(What is asked):
Render the listing below as a Markdown table with two columns, Row and Line, giving each line its own numbered row and leaving out any blank lines.
* BEGIN Material to process *
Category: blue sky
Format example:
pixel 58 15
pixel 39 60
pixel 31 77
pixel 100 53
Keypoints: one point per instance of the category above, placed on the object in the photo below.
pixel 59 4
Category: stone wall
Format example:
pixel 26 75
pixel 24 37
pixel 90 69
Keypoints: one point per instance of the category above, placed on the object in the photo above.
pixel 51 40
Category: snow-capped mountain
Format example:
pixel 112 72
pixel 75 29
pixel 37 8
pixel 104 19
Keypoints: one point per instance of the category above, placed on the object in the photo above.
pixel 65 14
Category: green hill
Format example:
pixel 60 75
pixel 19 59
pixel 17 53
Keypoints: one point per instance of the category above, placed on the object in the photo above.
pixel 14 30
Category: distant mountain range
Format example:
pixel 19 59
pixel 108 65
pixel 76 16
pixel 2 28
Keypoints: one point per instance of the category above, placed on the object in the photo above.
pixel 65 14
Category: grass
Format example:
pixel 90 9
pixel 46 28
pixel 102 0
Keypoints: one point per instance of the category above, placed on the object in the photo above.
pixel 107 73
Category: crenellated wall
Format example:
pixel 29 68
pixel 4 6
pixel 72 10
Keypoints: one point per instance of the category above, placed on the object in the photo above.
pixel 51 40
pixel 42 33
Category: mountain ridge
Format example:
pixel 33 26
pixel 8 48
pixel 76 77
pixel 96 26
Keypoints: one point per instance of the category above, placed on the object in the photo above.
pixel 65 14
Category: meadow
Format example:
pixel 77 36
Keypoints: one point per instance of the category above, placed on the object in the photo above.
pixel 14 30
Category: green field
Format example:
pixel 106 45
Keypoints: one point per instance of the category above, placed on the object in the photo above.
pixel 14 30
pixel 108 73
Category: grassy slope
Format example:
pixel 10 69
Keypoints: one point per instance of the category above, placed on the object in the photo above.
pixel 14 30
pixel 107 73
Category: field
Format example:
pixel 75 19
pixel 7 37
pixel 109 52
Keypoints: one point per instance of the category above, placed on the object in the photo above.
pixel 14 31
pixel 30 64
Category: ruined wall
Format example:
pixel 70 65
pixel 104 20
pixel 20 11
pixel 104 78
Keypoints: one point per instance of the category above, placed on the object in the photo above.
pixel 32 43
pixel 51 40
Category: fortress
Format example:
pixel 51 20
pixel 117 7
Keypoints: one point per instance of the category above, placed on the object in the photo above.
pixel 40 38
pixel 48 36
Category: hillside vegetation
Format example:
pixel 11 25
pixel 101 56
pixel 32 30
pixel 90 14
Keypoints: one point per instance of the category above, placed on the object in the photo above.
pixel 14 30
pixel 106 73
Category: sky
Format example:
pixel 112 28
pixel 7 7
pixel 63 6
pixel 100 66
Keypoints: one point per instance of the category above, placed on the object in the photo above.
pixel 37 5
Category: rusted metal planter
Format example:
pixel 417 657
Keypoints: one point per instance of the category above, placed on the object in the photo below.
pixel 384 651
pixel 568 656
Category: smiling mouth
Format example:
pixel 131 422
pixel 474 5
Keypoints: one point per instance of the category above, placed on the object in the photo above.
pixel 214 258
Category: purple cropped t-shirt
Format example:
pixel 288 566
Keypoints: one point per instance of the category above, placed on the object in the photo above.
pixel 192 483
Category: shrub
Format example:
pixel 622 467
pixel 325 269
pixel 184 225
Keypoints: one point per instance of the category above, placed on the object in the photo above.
* END Material to process *
(Response to the exercise):
| Row | Line |
|---|---|
| 1 | Category: blue sky |
| 2 | Format example: |
| 3 | pixel 58 15 |
| 4 | pixel 39 60 |
| 5 | pixel 31 77 |
| 6 | pixel 100 53 |
| 7 | Keypoints: one point per instance of the category above, placed on the object in the photo below. |
| 8 | pixel 59 4 |
| 9 | Category: stone wall |
| 10 | Format example: |
| 11 | pixel 26 75 |
| 12 | pixel 24 37 |
| 13 | pixel 90 69 |
| 14 | Keypoints: one point per instance of the category above, placed on the object in the photo above. |
| 15 | pixel 51 40 |
| 16 | Category: snow-capped mountain |
| 17 | Format example: |
| 18 | pixel 112 72 |
| 19 | pixel 75 29 |
| 20 | pixel 37 8 |
| 21 | pixel 104 19 |
| 22 | Keypoints: one point per instance of the category above, placed on the object in the photo above. |
| 23 | pixel 65 14 |
| 24 | Category: green hill |
| 25 | Format example: |
| 26 | pixel 60 75 |
| 27 | pixel 19 59 |
| 28 | pixel 17 53 |
| 29 | Keypoints: one point per instance of the category above, placed on the object in the photo above. |
| 30 | pixel 14 30 |
| 31 | Category: distant mountain range |
| 32 | Format example: |
| 33 | pixel 19 59 |
| 34 | pixel 108 65 |
| 35 | pixel 76 16 |
| 36 | pixel 2 28 |
| 37 | Keypoints: one point per instance of the category above, placed on the object in the photo above. |
| 38 | pixel 65 14 |
| 39 | Category: grass |
| 40 | Format example: |
| 41 | pixel 90 9 |
| 42 | pixel 46 28 |
| 43 | pixel 102 0 |
| 44 | Keypoints: one point per instance of the category above, placed on the object in the photo above. |
| 45 | pixel 107 73 |
| 46 | Category: crenellated wall |
| 47 | Format example: |
| 48 | pixel 29 68 |
| 49 | pixel 4 6 |
| 50 | pixel 72 10 |
| 51 | Keypoints: one point per instance of the category above, placed on the object in the photo above. |
| 52 | pixel 51 40 |
| 53 | pixel 42 33 |
| 54 | Category: mountain ridge |
| 55 | Format example: |
| 56 | pixel 33 26 |
| 57 | pixel 8 48 |
| 58 | pixel 76 77 |
| 59 | pixel 96 26 |
| 60 | Keypoints: one point per instance of the category above, placed on the object in the photo above. |
| 61 | pixel 65 14 |
| 62 | Category: meadow |
| 63 | Format example: |
| 64 | pixel 77 36 |
| 65 | Keypoints: one point per instance of the category above, placed on the object in the photo above. |
| 66 | pixel 14 30 |
| 67 | Category: green field |
| 68 | Format example: |
| 69 | pixel 106 45 |
| 70 | Keypoints: one point per instance of the category above, placed on the object in the photo above. |
| 71 | pixel 14 30 |
| 72 | pixel 108 73 |
| 73 | Category: grassy slope |
| 74 | Format example: |
| 75 | pixel 10 69 |
| 76 | Keypoints: one point per instance of the category above, placed on the object in the photo above. |
| 77 | pixel 14 30 |
| 78 | pixel 107 73 |
| 79 | Category: field |
| 80 | Format example: |
| 81 | pixel 75 19 |
| 82 | pixel 7 37 |
| 83 | pixel 109 52 |
| 84 | Keypoints: one point per instance of the category above, placed on the object in the photo above. |
| 85 | pixel 14 31 |
| 86 | pixel 30 64 |
| 87 | Category: ruined wall |
| 88 | Format example: |
| 89 | pixel 70 65 |
| 90 | pixel 104 20 |
| 91 | pixel 20 11 |
| 92 | pixel 104 78 |
| 93 | Keypoints: one point per instance of the category above, placed on the object in the photo above. |
| 94 | pixel 32 43 |
| 95 | pixel 51 40 |
| 96 | Category: fortress |
| 97 | Format example: |
| 98 | pixel 51 20 |
| 99 | pixel 117 7 |
| 100 | Keypoints: one point per instance of the category above, placed on the object in the photo above. |
| 101 | pixel 40 38 |
| 102 | pixel 48 36 |
| 103 | Category: hillside vegetation |
| 104 | Format example: |
| 105 | pixel 11 25 |
| 106 | pixel 101 56 |
| 107 | pixel 32 30 |
| 108 | pixel 90 14 |
| 109 | Keypoints: one point per instance of the category above, placed on the object in the photo above. |
| 110 | pixel 14 30 |
| 111 | pixel 106 73 |
| 112 | Category: sky |
| 113 | Format example: |
| 114 | pixel 112 28 |
| 115 | pixel 7 7 |
| 116 | pixel 63 6 |
| 117 | pixel 100 66 |
| 118 | Keypoints: one point per instance of the category above, placed on the object in the photo above. |
| 119 | pixel 37 5 |
| 120 | Category: rusted metal planter |
| 121 | Format example: |
| 122 | pixel 417 657 |
| 123 | Keypoints: one point per instance of the category above, placed on the object in the photo below. |
| 124 | pixel 384 651 |
| 125 | pixel 568 656 |
| 126 | Category: smiling mouth |
| 127 | Format example: |
| 128 | pixel 131 422 |
| 129 | pixel 474 5 |
| 130 | Keypoints: one point per instance of the category above, placed on the object in the photo above. |
| 131 | pixel 214 258 |
| 132 | Category: purple cropped t-shirt |
| 133 | Format example: |
| 134 | pixel 288 566 |
| 135 | Keypoints: one point per instance of the category above, placed on the object in the photo above. |
| 136 | pixel 192 483 |
| 137 | Category: shrub |
| 138 | Format example: |
| 139 | pixel 622 467 |
| 140 | pixel 325 269 |
| 141 | pixel 184 225 |
| 142 | Keypoints: one point per instance of the category above, placed on the object in the photo above. |